-- Page excerpt start --

[gmx-users] GPU-accelerated performance

Wed Sep 6 14:44:10 CEST 2017

On Wed, Sep 6, 2017 at 4:58 AM, Alex <nedomacho at gmail.com> wrote:

> Hi all,
>
> We just got the new machines that were actually built with Szilárd's
> advice (a while back) and I am doing some preliminary tests. "My" machine
> has two 22-core Xeon E5 CPUs (44 cores / 88 threads total) + 3 Titan Xp
> GPUs. So far, I got good test system performance (~11K atoms, 92 ns/day)
> from '-nt 36' and running on all GPUs. Further increasing the number of
> threads only reduces performance. The test system is a CHARMM-based
> lipid+water setup, elongated in the Z-direction (6.7 nm x 6.7 nm x 11.2
> nm).Very decent performance (70 ns/day) for 16 CPU cores and two GPUs.
>
> Any suggestions on further increase what we can squeeze out of this thing
> for a single simulation? The relevant mdp section is below (CHARMM
> defaults, really). What would you try in your mdrun line?

-- Page excerpt end --
-- Collected data start --

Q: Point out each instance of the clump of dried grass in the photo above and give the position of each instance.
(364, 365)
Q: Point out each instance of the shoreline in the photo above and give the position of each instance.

-- Collected data end --

Goals:
1) In the forum post, how many Titan Xp GPUs does the new machine have?
2) Rewrite the forum post between "On Wed, Sep" and "and two GPUs.", inclusive, changing "Titan Xp" to "Tesla V100".
The listing has nothing to do with the forum post.

The results:
1) Three.

2)
On Wed, Sep 6, 2017 at 4:58 AM, Alex <nedomacho at gmail.com> wrote:

> Hi all,
>
> We just got the new machines that were actually built with Szilárd's
> advice (a while back) and I am doing some preliminary tests. "My" machine
> has two 22-core Xeon E5 CPUs (44 cores / 88 threads total) + 3 Tesla V100
> GPUs. So far, I got good test system performance (~11K atoms, 92 ns/day)
> from '-nt 36' and running on all GPUs. Further increasing the number of
> threads only reduces performance. The test system is a CHARMM-based
> lipid+water setup, elongated in the Z-direction (6.7 nm x 6.7 nm x 11.2
> nm).Very decent performance (70 ns/day) for 16 CPU cores and two GPUs.